Saved entries -
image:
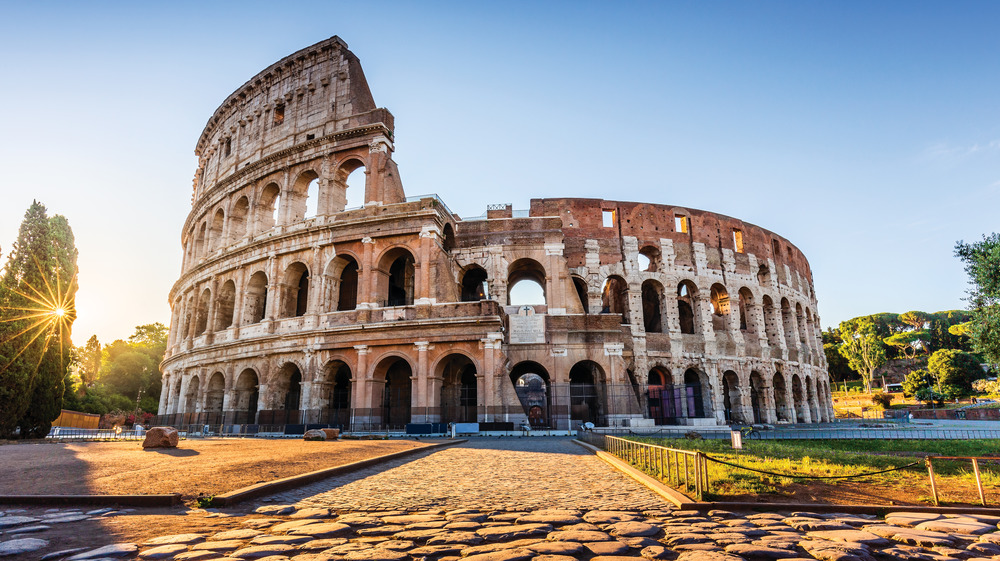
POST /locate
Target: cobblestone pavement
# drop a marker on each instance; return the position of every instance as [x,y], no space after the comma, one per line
[527,500]
[485,473]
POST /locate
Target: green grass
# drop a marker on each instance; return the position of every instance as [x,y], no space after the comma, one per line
[823,458]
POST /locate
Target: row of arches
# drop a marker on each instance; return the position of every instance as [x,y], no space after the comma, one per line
[252,211]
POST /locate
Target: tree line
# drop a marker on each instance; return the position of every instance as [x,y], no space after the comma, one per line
[949,348]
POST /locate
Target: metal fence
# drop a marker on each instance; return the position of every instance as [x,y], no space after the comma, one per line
[677,468]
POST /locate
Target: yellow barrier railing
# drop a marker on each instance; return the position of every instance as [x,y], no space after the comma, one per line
[677,468]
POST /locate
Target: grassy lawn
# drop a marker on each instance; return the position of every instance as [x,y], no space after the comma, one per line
[825,458]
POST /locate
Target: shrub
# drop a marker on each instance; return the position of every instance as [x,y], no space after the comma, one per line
[883,400]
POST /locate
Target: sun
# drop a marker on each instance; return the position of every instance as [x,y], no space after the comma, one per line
[46,312]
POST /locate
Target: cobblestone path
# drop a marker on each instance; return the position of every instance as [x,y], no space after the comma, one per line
[484,473]
[512,500]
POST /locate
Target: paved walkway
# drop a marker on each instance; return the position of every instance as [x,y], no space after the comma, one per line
[537,499]
[484,473]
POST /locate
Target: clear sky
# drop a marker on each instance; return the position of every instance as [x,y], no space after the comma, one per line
[867,133]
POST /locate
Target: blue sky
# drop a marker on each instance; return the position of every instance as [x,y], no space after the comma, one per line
[868,134]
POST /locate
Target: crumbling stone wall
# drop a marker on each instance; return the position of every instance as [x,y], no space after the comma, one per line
[399,311]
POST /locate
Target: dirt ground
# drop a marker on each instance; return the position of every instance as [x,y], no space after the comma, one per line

Assignment - Output the lines of the data exactly, starting at the first and ending with the line that has "Target: metal fence". Pictures are not part of it.

Response to the task -
image:
POST /locate
Target: cobblestone pavement
# drop a marker on each instance; return the position of every instance as [x,y], no space after the comma, one per line
[527,500]
[485,473]
POST /locate
Target: green grass
# drop a marker on each instance; return the position of every instance as [x,y], no space after the comma, one per line
[823,458]
POST /locate
Target: row of arches
# drop a marker on each instance; return the position of every instance as [x,y], no space after the comma, one per line
[252,211]
POST /locate
Target: tree line
# drop a marker on each instance; return the position of every instance as [x,y], no space after the comma, one per line
[949,348]
POST /locate
Target: metal fence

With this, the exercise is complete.